=== Supplied passage ===

As I watched the USA men’s Olympic basketball team’s huddle at the start of the fourth and final quarter against Spain – with a one point lead - it summoned up for me that women’s huddle: out on the court, circled up with arms around shoulders, heads up, eyes and words giving encouragement. The tight circle symbolized what’s best about teams – mutual support, physical and verbal, and each participant fully engaged in the real work of the team – no holding back – in pursuit of a clear and desirable goal.

Caption: “Members of the United States basketball team talk before the start of the fourth quarter, Aug. 12, 2012”. (AP Photo/Matt Slocum)
The above picture is the only one I could find of what to me was the game's pivotal event. The photo comes close to capturing the intensity of that moment. The men’s huddle was a gathering of force, of energy in the gold medal game. It appeared to set things off towards winning. What went on in the huddle? It was LeBron James, I think, who called it. Here is what he said shortly after the game:
"We knew it wasn't going to be easy. We didn't want it easy,”.... “We're a competitive team, and we love when it gets tight. That's when our will and determination kind of shows."

===

## Problem 1
Show each line of the records that contains the string "spread".
The records that come next are unrelated to the basketball huddle passage.

=== Provided material ===

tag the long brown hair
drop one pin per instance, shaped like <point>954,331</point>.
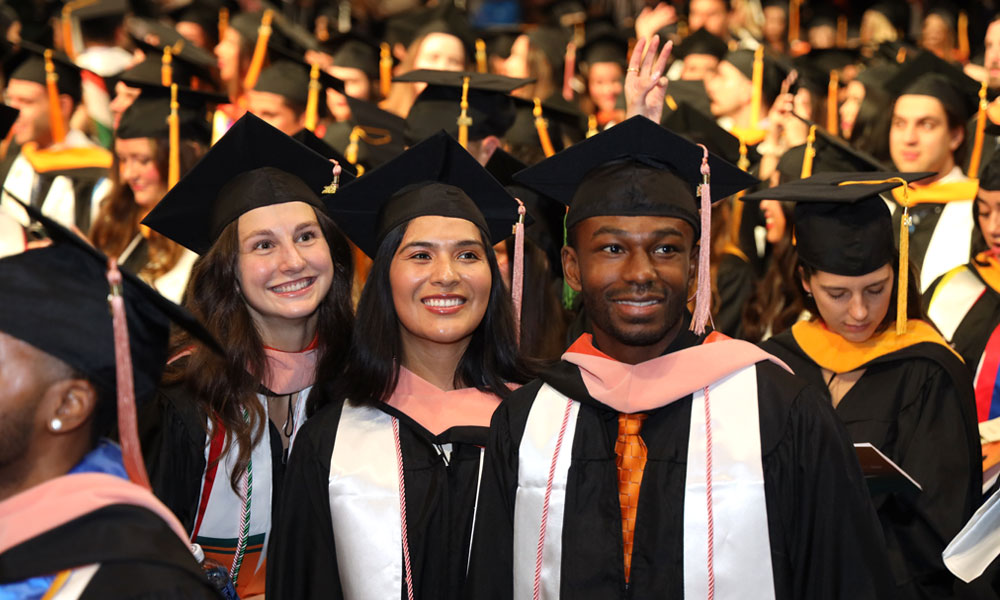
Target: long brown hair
<point>227,386</point>
<point>117,221</point>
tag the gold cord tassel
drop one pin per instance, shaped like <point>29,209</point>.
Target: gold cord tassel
<point>174,123</point>
<point>481,56</point>
<point>259,51</point>
<point>464,121</point>
<point>166,67</point>
<point>977,147</point>
<point>312,103</point>
<point>55,109</point>
<point>542,126</point>
<point>385,69</point>
<point>809,154</point>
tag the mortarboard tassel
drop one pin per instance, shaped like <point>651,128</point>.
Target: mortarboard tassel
<point>809,154</point>
<point>481,55</point>
<point>174,123</point>
<point>385,69</point>
<point>517,277</point>
<point>259,51</point>
<point>832,98</point>
<point>55,109</point>
<point>166,67</point>
<point>542,126</point>
<point>703,295</point>
<point>127,429</point>
<point>977,147</point>
<point>312,103</point>
<point>464,120</point>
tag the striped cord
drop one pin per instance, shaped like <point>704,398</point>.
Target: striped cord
<point>402,509</point>
<point>545,506</point>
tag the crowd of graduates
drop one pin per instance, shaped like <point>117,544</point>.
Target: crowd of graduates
<point>393,299</point>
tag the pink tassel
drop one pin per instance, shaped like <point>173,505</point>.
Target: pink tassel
<point>703,297</point>
<point>517,279</point>
<point>127,428</point>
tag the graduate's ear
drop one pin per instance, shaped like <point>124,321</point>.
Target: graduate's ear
<point>70,404</point>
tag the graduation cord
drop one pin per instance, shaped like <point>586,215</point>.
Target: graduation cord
<point>536,594</point>
<point>402,510</point>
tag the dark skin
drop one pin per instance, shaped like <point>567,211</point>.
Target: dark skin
<point>634,275</point>
<point>35,389</point>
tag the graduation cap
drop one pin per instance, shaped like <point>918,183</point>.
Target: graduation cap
<point>436,177</point>
<point>439,106</point>
<point>928,75</point>
<point>57,299</point>
<point>702,42</point>
<point>699,128</point>
<point>251,166</point>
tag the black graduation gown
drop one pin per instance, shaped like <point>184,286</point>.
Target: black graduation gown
<point>915,405</point>
<point>825,539</point>
<point>969,340</point>
<point>140,556</point>
<point>440,501</point>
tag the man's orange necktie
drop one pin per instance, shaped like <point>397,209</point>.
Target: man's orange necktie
<point>631,451</point>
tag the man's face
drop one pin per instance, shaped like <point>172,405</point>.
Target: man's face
<point>992,58</point>
<point>919,139</point>
<point>710,14</point>
<point>32,123</point>
<point>633,273</point>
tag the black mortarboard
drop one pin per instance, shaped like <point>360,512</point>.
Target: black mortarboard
<point>702,42</point>
<point>699,128</point>
<point>436,177</point>
<point>56,299</point>
<point>29,64</point>
<point>251,166</point>
<point>928,75</point>
<point>841,228</point>
<point>635,168</point>
<point>147,116</point>
<point>439,105</point>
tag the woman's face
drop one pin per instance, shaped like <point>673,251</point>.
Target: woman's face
<point>285,269</point>
<point>440,279</point>
<point>774,220</point>
<point>604,83</point>
<point>852,307</point>
<point>988,215</point>
<point>137,169</point>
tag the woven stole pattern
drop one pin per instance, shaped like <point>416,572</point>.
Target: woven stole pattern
<point>631,451</point>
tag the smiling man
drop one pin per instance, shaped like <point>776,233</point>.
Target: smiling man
<point>602,478</point>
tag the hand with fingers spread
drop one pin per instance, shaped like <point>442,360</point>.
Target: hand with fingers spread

===

## Problem 2
Answer these questions using the basketball huddle passage:
(a) Which opponent was the USA men's team facing at the start of the fourth quarter?
(b) What date appears in the photo caption?
(c) According to the quoted remarks, when does the team's will and determination show?

## Full response 1
tag the hand with fingers spread
Target: hand with fingers spread

## Full response 2
(a) Spain
(b) Aug. 12, 2012
(c) When it gets tight